WHAT IS BEING ASKED: Retype every item below character for character, with nothing added or changed.

DATA ENTRIES:
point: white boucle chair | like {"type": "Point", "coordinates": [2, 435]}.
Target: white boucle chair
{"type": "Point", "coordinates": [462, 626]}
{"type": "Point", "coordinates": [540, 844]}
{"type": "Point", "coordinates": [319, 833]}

CORRECT OUTPUT:
point: white boucle chair | like {"type": "Point", "coordinates": [2, 435]}.
Target: white boucle chair
{"type": "Point", "coordinates": [462, 626]}
{"type": "Point", "coordinates": [540, 844]}
{"type": "Point", "coordinates": [319, 833]}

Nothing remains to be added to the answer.